#### [Суть задания]
Ответьте кратко на вопросы по отрывку о фильме «Три билборда на границе Эббинга, Миссури».
(a) Какая книга автора уже вышла без разбора «Билбордов»?
(b) Каких современных фильммейкеров автор ставит в один список с МакДоной?
(c) Во что, согласно примеру, может посреди фильма превратиться скорый «Москва-Владивосток»?

==== Приведённый отрывок

Три билборда на границе Эббинга, Миссури
ОСТОРОЖНО, СПОЙЛЕРЫ!
Посмотрев эту прекрасную картину, я пожалел, что книга «Миф и жизнь в кино» уже вышла, и разбор «Билбордов» не вошёл в первое издание. Похоже, МакДона готов занять место в небольшом списке современных фильммейкеров, которые внутри жанровых историй стабильно работают с усложнёнными конструкциями и концепциями и с инструментарием высшей сценаристики: Нолан, Финчер, часто Вильнёв. Пожалуй, главная заслуга фильма в том, как мастерски и тонко он опрокидывает зрительские ожидания в течение сюжета, оставаясь при этом в рамках всё той же истории. Зрителю всё время ясно, о чём эта картина — и в то же время к концу фильма, буквально в последней сцене, она становится о чём-то другом.
Работа со зрительскими ожиданиями сложна тем, что зритель, с одной стороны, критикует предсказуемость, а с другой — требует понимания с самого начала фильма, на что он пришёл, и хочет досмотреть эту историю до конца, без того, чтобы она вдруг превращалась в какую-то другую. Парадокс в том, что зрителя можно удивить, только если у него уже есть ожидания от истории, если он примерно понимает, что он сел, условно говоря, в поезд, а не в летающую тарелку или на деревянную лошадку, и что сейчас начнётся поездка с полустанками за окном, перестуком колёс и вагоном-рестораном. Если скорый «Москва-Владивосток» посреди фильма превратился в аэробус на маршруте «Париж-Канкун», который терпит крушение в аномальной зоне Бермудского треугольника, или в бульдозер, копающий канавку — для восприятия это странно, цельность произведения нарушается, а старание удивить в общем-то не выполняет свою функцию.

========
==== Предоставленные материалы

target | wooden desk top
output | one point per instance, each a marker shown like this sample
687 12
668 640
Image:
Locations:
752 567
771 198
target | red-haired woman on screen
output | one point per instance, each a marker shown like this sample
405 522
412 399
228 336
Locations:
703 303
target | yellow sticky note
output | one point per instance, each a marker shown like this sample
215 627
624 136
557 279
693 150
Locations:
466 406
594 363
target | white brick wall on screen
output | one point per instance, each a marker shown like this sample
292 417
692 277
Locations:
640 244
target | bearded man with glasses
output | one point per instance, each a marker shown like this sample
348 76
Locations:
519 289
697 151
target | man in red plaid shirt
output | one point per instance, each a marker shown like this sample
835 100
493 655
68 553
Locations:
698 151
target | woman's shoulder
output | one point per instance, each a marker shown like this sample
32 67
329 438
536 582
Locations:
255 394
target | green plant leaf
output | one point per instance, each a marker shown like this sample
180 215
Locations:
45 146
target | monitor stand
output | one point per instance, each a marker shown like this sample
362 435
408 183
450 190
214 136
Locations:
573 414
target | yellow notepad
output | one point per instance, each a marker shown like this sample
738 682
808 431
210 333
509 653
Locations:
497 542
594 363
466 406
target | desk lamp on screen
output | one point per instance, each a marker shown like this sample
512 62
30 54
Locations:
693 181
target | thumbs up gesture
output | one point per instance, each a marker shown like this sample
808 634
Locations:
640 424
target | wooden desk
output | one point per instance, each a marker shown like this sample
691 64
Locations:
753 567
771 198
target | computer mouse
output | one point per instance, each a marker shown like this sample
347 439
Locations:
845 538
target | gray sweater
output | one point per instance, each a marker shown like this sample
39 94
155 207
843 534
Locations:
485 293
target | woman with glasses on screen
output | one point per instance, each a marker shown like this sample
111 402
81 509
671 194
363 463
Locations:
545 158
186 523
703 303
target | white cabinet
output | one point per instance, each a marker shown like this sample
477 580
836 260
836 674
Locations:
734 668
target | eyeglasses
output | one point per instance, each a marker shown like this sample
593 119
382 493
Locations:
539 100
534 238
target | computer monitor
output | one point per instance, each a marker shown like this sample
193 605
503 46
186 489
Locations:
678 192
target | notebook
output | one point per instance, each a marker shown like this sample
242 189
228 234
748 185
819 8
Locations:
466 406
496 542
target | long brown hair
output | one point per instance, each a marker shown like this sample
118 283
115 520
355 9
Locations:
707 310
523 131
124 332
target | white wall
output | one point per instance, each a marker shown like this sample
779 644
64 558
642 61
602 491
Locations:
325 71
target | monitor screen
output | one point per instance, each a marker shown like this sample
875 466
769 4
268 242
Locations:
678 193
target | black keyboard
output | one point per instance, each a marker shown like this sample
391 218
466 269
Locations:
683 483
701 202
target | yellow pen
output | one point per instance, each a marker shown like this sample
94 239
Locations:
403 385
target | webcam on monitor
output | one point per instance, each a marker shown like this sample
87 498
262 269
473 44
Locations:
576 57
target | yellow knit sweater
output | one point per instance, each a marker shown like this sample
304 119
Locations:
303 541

========

#### [Результат задания]
(a) «Миф и жизнь в кино».
(b) Нолана, Финчера и Вильнёва.
(c) В аэробус на маршруте «Париж-Канкун», терпящий крушение в аномальной зоне Бермудского треугольника, или в бульдозер, копающий канавку.